*Task directions*
Leave out any picture and return the remaining listing below exactly as given.

*Dataset content*
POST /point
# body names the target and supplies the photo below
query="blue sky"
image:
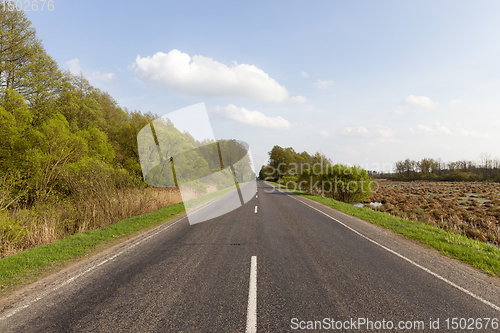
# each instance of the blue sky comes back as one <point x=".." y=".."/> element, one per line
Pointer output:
<point x="363" y="82"/>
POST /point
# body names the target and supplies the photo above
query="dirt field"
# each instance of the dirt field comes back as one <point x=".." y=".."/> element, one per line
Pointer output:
<point x="471" y="209"/>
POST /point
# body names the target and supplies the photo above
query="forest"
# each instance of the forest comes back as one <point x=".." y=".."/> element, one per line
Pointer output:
<point x="486" y="169"/>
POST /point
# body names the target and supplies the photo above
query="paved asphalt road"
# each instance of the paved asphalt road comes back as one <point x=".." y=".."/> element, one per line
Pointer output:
<point x="311" y="263"/>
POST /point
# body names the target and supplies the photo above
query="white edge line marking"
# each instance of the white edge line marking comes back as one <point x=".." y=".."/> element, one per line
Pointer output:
<point x="252" y="298"/>
<point x="91" y="268"/>
<point x="404" y="258"/>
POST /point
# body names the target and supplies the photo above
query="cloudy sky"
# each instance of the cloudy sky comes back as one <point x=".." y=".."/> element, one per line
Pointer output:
<point x="364" y="82"/>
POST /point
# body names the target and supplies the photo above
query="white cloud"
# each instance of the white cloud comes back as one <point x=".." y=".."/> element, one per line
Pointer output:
<point x="298" y="99"/>
<point x="455" y="102"/>
<point x="421" y="101"/>
<point x="252" y="118"/>
<point x="322" y="84"/>
<point x="325" y="134"/>
<point x="444" y="130"/>
<point x="202" y="76"/>
<point x="73" y="66"/>
<point x="424" y="128"/>
<point x="371" y="132"/>
<point x="440" y="128"/>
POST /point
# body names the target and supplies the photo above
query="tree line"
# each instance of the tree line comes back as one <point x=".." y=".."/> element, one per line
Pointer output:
<point x="487" y="168"/>
<point x="317" y="175"/>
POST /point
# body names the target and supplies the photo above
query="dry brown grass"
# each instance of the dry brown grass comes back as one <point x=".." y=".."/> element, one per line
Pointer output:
<point x="21" y="229"/>
<point x="471" y="209"/>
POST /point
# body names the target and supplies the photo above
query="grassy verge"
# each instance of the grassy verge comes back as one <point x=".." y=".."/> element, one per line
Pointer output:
<point x="478" y="254"/>
<point x="27" y="265"/>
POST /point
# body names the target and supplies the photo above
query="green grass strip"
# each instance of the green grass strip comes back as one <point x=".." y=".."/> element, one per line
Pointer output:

*The solution*
POST /point
# body names the target and supplies the photo below
query="blue sky"
image:
# each instance of the blue sky comes back as one <point x=".." y=".."/> element, one per line
Pointer output:
<point x="363" y="82"/>
POST /point
# body names the target and supplies the photo above
query="dirt field"
# each instance of the dirt field comes back as one <point x=".." y=".."/> element, one per line
Pointer output:
<point x="471" y="209"/>
POST /point
# body names the target and supplies the photo above
query="forest"
# each instance of the forest comes back as one <point x=".." y=".."/> element, one per line
Pointer output:
<point x="486" y="169"/>
POST /point
# body names the target and supplies the photo above
query="paved asphalt road"
# each instance of the paved asphalt road comes back as one <point x=".." y=".."/> element, one per line
Pointer output:
<point x="311" y="263"/>
POST /point
# body names the target and supplies the photo above
query="white edge line marking"
# each instance of the white edge line marking comes back as one <point x=".." y=".."/> element, one per line
Pointer output:
<point x="252" y="298"/>
<point x="91" y="268"/>
<point x="404" y="258"/>
POST /point
# body names the target and supplies the photo above
query="cloudy sky"
# each instance of the cloudy sky comes back as one <point x=".." y=".."/> element, one per line
Pointer output:
<point x="364" y="82"/>
POST /point
# body names the target and supplies the photo above
query="white cloud"
# each instance of the white cloud comes back as one <point x=".." y=".."/> element, one per line
Pointer output:
<point x="298" y="99"/>
<point x="455" y="102"/>
<point x="421" y="101"/>
<point x="252" y="118"/>
<point x="322" y="84"/>
<point x="325" y="134"/>
<point x="444" y="130"/>
<point x="202" y="76"/>
<point x="73" y="66"/>
<point x="424" y="128"/>
<point x="371" y="132"/>
<point x="440" y="128"/>
POST /point
# body names the target and supplies the photo above
query="tree line"
# each instance of the tree line comes back as one <point x=".." y=".."/> element, one per line
Pointer output:
<point x="487" y="168"/>
<point x="317" y="175"/>
POST /point
# body names the target and supplies the photo above
query="dry brown grass"
# each instance of the dry brown grass comes back as one <point x=".." y=".."/> element, one per line
Pointer output:
<point x="21" y="229"/>
<point x="471" y="209"/>
POST /point
# body names the target and supplies the photo above
query="grassy verge"
# each instance of the grassy verge comes back as one <point x=".." y=".."/> element, one per line
Pointer output:
<point x="478" y="254"/>
<point x="27" y="265"/>
POST /point
# body names the target and supplies the photo above
query="green grass strip"
# each instance of the green grass strip comes back as one <point x=".." y=".."/> element, one per line
Pointer output:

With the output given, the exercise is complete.